Extract all of the material below word for word, leaving out any picture.

↓

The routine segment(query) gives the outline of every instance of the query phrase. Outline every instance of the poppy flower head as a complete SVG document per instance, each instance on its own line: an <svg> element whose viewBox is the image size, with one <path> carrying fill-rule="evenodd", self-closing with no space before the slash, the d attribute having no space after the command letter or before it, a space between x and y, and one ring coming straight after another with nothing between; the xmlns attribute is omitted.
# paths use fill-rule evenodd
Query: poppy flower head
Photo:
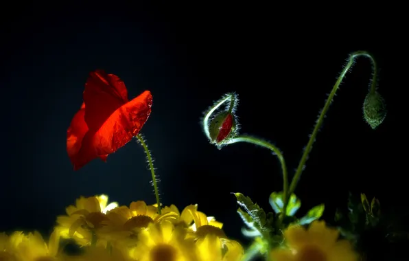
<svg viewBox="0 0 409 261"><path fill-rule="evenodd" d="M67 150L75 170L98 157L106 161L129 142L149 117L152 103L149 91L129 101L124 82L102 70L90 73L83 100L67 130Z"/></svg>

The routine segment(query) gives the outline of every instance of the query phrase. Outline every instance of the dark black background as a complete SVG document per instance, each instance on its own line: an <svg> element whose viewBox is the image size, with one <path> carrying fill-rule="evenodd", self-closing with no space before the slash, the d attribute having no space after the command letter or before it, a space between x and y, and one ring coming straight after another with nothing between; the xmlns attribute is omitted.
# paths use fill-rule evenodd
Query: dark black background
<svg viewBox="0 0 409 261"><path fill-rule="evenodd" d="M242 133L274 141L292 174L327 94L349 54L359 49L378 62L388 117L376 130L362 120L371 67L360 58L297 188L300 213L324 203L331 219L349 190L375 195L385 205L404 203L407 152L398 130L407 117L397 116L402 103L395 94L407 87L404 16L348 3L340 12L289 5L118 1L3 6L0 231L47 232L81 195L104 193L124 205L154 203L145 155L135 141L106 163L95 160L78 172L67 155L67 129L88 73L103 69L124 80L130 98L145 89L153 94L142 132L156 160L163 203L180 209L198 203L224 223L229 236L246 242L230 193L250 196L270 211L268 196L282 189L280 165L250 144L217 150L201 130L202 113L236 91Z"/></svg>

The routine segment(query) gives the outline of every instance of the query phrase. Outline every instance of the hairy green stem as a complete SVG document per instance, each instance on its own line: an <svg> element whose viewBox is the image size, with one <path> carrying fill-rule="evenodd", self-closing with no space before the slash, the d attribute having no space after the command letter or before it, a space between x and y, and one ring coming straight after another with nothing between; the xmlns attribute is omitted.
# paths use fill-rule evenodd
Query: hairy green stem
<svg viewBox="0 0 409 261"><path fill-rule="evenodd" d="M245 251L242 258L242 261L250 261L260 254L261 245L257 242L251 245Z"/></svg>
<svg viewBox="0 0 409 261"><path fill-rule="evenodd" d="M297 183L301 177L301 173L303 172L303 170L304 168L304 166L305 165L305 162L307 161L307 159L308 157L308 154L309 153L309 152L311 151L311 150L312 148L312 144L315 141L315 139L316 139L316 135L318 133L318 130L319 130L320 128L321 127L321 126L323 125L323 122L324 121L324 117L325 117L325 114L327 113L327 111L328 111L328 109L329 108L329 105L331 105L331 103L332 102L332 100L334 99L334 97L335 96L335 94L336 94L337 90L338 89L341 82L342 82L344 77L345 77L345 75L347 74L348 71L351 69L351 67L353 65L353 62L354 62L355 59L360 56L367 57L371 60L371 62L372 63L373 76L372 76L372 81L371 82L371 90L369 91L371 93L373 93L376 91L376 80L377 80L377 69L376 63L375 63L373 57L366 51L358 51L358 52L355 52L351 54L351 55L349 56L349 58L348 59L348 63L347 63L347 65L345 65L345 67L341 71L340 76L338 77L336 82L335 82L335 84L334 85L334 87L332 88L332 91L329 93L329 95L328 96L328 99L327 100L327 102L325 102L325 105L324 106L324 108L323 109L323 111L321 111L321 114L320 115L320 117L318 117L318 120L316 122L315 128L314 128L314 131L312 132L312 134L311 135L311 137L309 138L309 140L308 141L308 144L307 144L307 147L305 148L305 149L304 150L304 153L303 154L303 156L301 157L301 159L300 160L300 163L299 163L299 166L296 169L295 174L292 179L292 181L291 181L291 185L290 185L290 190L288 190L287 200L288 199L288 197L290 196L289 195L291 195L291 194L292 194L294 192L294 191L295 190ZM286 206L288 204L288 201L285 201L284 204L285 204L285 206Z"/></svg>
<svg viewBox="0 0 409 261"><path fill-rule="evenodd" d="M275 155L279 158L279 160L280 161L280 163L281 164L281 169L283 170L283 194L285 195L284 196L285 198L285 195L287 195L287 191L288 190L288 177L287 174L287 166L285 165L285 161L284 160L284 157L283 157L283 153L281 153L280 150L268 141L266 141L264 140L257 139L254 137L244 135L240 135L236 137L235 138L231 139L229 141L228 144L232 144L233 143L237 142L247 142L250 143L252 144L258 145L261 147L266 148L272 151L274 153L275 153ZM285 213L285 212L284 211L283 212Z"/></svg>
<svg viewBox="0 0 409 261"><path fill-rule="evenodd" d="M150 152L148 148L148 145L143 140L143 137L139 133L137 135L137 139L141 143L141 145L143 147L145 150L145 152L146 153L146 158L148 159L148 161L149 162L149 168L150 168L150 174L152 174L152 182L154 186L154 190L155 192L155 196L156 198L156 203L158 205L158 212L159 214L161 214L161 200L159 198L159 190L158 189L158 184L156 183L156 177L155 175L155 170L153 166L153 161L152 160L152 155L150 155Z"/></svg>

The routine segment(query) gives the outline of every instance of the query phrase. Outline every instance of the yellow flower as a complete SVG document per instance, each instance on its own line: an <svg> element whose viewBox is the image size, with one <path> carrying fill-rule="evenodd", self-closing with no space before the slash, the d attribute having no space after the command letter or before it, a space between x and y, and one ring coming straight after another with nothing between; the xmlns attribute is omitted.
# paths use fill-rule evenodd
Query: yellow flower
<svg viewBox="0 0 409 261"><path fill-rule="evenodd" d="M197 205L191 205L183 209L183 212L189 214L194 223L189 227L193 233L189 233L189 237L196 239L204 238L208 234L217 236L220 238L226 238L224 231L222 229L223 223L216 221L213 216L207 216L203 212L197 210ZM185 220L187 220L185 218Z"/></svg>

↑

# Solution to this task
The routine segment(query) gives the outline of every instance of the query phrase. Outline every instance of the poppy flower head as a complete SVG document per instance, each instance on its own line: an <svg> element whose viewBox is the image size, with one <path> carrying fill-rule="evenodd", self-closing with no space before the slash, the d attribute having no space after the command letter or before it, a space between x and y, and one ring coming straight after another with nothing between; the xmlns attribute is omitted.
# paths use fill-rule evenodd
Query: poppy flower head
Photo:
<svg viewBox="0 0 409 261"><path fill-rule="evenodd" d="M67 150L75 170L98 157L106 161L129 142L149 117L152 103L149 91L129 101L124 82L102 70L90 73L83 100L67 130Z"/></svg>

The routine segment(query) gives the outline of every instance of the query phrase. Outline every instance of the dark black background as a complete SVG document per instance, each instance on its own line: an <svg> element whose viewBox is the image size, with one <path> carrying fill-rule="evenodd", self-closing with no space before the slash, the d attribute having no space after the command letter or before it, a space between x and y, and one ring coming straight after another with nothing between; the xmlns attribute is omitted.
# paths use fill-rule evenodd
Query: dark black background
<svg viewBox="0 0 409 261"><path fill-rule="evenodd" d="M242 133L274 141L292 174L327 94L349 54L359 49L378 62L388 117L376 130L362 120L371 67L360 58L297 188L300 213L324 203L331 219L349 190L375 195L385 205L404 203L407 152L398 130L407 117L397 116L402 103L395 94L407 87L404 16L348 3L340 12L289 5L118 1L3 6L0 231L47 232L81 195L104 193L124 205L154 203L145 155L135 141L106 163L95 160L78 172L67 155L67 129L88 73L103 69L124 80L130 98L145 89L153 94L142 132L156 160L163 203L180 209L198 203L224 223L229 236L246 242L230 193L250 196L270 211L268 196L282 189L280 165L250 144L217 150L201 130L202 113L236 91Z"/></svg>

The routine segment(query) gives the outline of every instance of the query phrase. Outline every instance of the hairy green stem as a complete SVG document per instance, each instance on its own line: an <svg> element whose viewBox is the image size, with one <path> carrying fill-rule="evenodd", self-closing with no space before the slash, the d attribute having no space after the command letter or before it, a space between x and y, and one ring coming straight after another with nothing between; the xmlns attribute is omitted.
# paths use fill-rule evenodd
Query: hairy green stem
<svg viewBox="0 0 409 261"><path fill-rule="evenodd" d="M245 251L242 258L242 261L250 261L260 254L261 245L257 242L251 245Z"/></svg>
<svg viewBox="0 0 409 261"><path fill-rule="evenodd" d="M297 183L301 177L301 173L303 172L303 170L304 168L304 166L305 165L305 162L307 161L307 159L308 157L308 154L309 153L309 152L311 151L311 150L312 148L312 144L315 141L315 139L316 139L316 135L318 133L318 130L319 130L320 128L321 127L321 126L323 125L323 122L324 121L324 117L325 117L325 114L327 113L327 111L328 111L328 109L329 108L329 105L331 105L331 103L332 102L332 100L334 99L334 97L335 96L335 94L336 94L337 90L338 89L341 82L342 82L344 77L345 77L345 75L347 74L348 71L351 69L351 67L353 65L353 62L354 62L355 59L360 56L367 57L371 60L371 62L372 63L373 76L372 76L372 81L371 82L371 90L369 91L371 93L373 93L376 91L376 80L377 80L377 69L376 63L375 63L373 57L366 51L358 51L358 52L355 52L351 54L351 55L349 56L349 58L348 59L348 63L347 63L347 65L345 65L345 67L341 71L340 76L338 77L336 82L335 82L335 84L334 85L334 87L332 88L332 91L329 93L329 95L328 96L328 99L327 100L327 102L325 102L325 105L324 106L324 108L323 109L323 111L321 111L321 114L320 115L320 117L318 117L318 120L316 122L315 128L314 128L314 131L312 132L312 134L311 135L311 137L309 138L309 140L308 141L308 144L307 144L307 147L305 148L305 149L304 150L304 153L303 154L303 156L301 157L301 159L300 160L300 163L299 163L299 166L296 169L295 174L292 179L292 181L291 181L291 185L290 185L290 190L288 190L287 200L288 199L288 197L290 196L289 195L291 195L291 194L292 194L294 192L294 191L295 190ZM286 206L288 204L288 201L285 201L284 204L285 204L285 206Z"/></svg>
<svg viewBox="0 0 409 261"><path fill-rule="evenodd" d="M275 155L279 158L279 160L280 161L280 163L281 164L281 169L283 170L283 194L285 195L284 196L285 198L285 195L287 195L287 191L288 190L288 177L287 174L287 166L285 165L285 161L284 160L284 157L283 157L283 153L281 153L280 150L268 141L266 141L264 140L257 139L254 137L244 135L240 135L236 137L235 138L231 139L229 141L228 144L232 144L233 143L237 142L247 142L250 143L252 144L258 145L261 147L266 148L272 151L274 153L275 153ZM285 213L285 212L284 211L283 212Z"/></svg>
<svg viewBox="0 0 409 261"><path fill-rule="evenodd" d="M150 152L148 148L148 145L143 140L143 137L139 133L137 135L137 139L141 143L141 145L143 147L145 150L145 152L146 153L146 158L148 159L148 161L149 162L149 168L150 168L150 174L152 174L152 182L154 186L154 190L155 192L155 196L156 198L156 203L158 205L158 212L159 214L161 214L161 200L159 198L159 190L158 189L158 184L156 183L156 177L155 175L155 170L153 166L153 161L152 160L152 155L150 155Z"/></svg>

The routine segment(query) gives the outline of every instance of the query phrase. Outline every instance of the yellow flower as a complete SVG document per instance, each instance on its own line: an <svg> element whose viewBox is the image size, with one <path> carrying fill-rule="evenodd", self-closing with no space before the slash, the d attribute having no space after the command letter or before it, a space between x and y, and one ring coming straight after another with nothing between; the xmlns attribute is omitted.
# paths use fill-rule evenodd
Query: yellow flower
<svg viewBox="0 0 409 261"><path fill-rule="evenodd" d="M197 205L191 205L183 209L183 212L189 214L194 223L189 227L193 233L189 233L189 237L196 239L204 238L208 234L217 236L220 238L226 238L224 231L222 229L223 223L216 221L213 216L207 216L203 212L197 210ZM185 220L187 220L185 218Z"/></svg>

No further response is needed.